Instructions for the task → Set out the rows below as a numbered list, one line each, with blank lines dropped. Leave the pictures out.

Material for this task →
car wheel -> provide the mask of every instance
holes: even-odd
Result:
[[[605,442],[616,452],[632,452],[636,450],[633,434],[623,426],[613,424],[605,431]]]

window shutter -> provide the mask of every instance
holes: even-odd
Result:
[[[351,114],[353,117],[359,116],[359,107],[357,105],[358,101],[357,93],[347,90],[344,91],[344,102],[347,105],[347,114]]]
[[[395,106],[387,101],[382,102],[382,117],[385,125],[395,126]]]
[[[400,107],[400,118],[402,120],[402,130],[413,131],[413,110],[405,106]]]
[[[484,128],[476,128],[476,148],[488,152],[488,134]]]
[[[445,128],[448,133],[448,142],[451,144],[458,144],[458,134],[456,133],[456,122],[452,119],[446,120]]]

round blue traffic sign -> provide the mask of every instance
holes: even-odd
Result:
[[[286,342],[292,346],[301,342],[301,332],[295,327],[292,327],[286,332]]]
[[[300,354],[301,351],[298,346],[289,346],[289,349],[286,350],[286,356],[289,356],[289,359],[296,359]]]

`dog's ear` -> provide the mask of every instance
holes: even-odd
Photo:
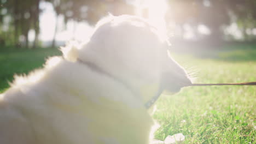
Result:
[[[79,44],[76,42],[71,41],[65,47],[61,47],[63,57],[69,61],[75,62],[78,57]]]

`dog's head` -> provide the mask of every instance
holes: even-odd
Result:
[[[146,101],[159,89],[177,92],[191,83],[169,56],[166,39],[143,19],[109,16],[99,22],[77,57],[120,80]]]

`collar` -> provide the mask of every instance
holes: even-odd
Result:
[[[105,75],[109,77],[111,77],[112,79],[115,80],[115,81],[118,81],[118,82],[122,83],[125,87],[126,87],[128,89],[129,89],[132,93],[135,94],[135,95],[137,95],[137,93],[134,92],[132,90],[132,88],[129,86],[127,83],[125,82],[124,82],[121,80],[115,77],[110,74],[106,72],[105,71],[103,70],[102,69],[99,68],[98,66],[95,65],[95,64],[88,62],[88,61],[83,61],[80,59],[78,58],[77,59],[77,62],[79,63],[80,63],[84,65],[87,65],[88,67],[89,67],[91,69],[96,71],[97,72],[101,73],[102,74]],[[147,109],[149,109],[154,103],[159,98],[160,95],[161,95],[161,93],[162,92],[162,88],[159,88],[158,92],[155,94],[155,96],[154,96],[152,98],[151,98],[150,100],[148,100],[146,104],[144,105],[145,107]]]

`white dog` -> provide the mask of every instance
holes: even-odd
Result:
[[[109,16],[0,95],[2,144],[148,144],[147,108],[191,82],[144,20]]]

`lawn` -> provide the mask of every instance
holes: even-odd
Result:
[[[14,74],[40,68],[55,49],[0,51],[0,92]],[[256,81],[256,45],[231,46],[174,58],[197,83]],[[184,143],[256,143],[256,86],[187,87],[163,94],[153,117],[161,127],[157,139],[182,133]]]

Finished answer →
1. car wheel -> provide the mask of every instance
2. holes: even-odd
3. Result:
4. [[[605,442],[616,452],[632,452],[636,450],[633,434],[623,426],[613,424],[605,431]]]
5. window shutter -> provide the mask of every instance
6. holes: even-odd
7. Result:
8. [[[351,114],[353,117],[359,116],[359,107],[357,105],[358,101],[357,93],[347,90],[344,91],[344,102],[347,105],[347,114]]]
9. [[[395,106],[387,101],[382,102],[382,117],[385,125],[395,126]]]
10. [[[400,107],[400,118],[402,120],[402,130],[413,131],[413,110],[405,106]]]
11. [[[484,128],[476,128],[476,148],[488,152],[488,134]]]
12. [[[445,128],[448,133],[448,142],[451,144],[458,144],[458,134],[456,133],[456,122],[452,119],[446,120]]]
13. round blue traffic sign -> provide the mask of every instance
14. holes: even-odd
15. Result:
16. [[[286,342],[292,346],[301,342],[301,332],[295,327],[292,327],[286,332]]]
17. [[[300,354],[301,351],[298,346],[289,346],[289,349],[286,350],[286,356],[289,356],[289,359],[296,359]]]
18. `dog's ear` -> provide the mask of every instance
19. holes: even-odd
20. Photo:
21. Result:
22. [[[79,44],[76,42],[71,41],[65,47],[61,47],[63,57],[69,61],[75,62],[78,57]]]
23. `dog's head` -> provide the mask of every instance
24. holes: even-odd
25. Result:
26. [[[146,101],[159,89],[177,92],[191,83],[169,56],[166,39],[143,19],[109,16],[99,22],[77,57],[120,80]]]
27. `collar` -> provide the mask of every instance
28. holes: even-odd
29. Result:
30. [[[105,75],[109,77],[111,77],[112,79],[115,80],[115,81],[118,81],[118,82],[122,83],[125,87],[126,87],[128,89],[129,89],[132,93],[135,94],[135,95],[137,95],[137,93],[134,92],[132,90],[132,88],[129,86],[127,83],[125,82],[124,82],[121,80],[115,77],[110,74],[106,72],[105,71],[103,70],[102,69],[99,68],[98,66],[95,65],[95,64],[88,62],[88,61],[83,61],[80,59],[78,58],[77,59],[77,62],[79,63],[80,63],[84,65],[87,65],[88,67],[89,67],[91,69],[96,71],[97,72],[101,73],[102,74]],[[147,109],[149,109],[154,103],[159,98],[160,95],[161,95],[161,93],[162,92],[162,88],[159,88],[158,92],[155,94],[155,96],[154,96],[152,98],[151,98],[150,100],[148,100],[146,104],[144,105],[145,107]]]
31. `white dog` -> provide the mask of every instance
32. holes: even-odd
33. Result:
34. [[[109,16],[0,95],[2,144],[148,144],[147,108],[191,82],[144,20]]]
35. `lawn` -> provide the mask of every instance
36. holes: even-odd
37. Result:
38. [[[14,74],[40,68],[55,49],[0,51],[0,92]],[[256,81],[256,45],[231,46],[174,58],[197,83]],[[184,143],[256,143],[256,86],[187,87],[163,94],[153,117],[161,127],[157,139],[182,133]]]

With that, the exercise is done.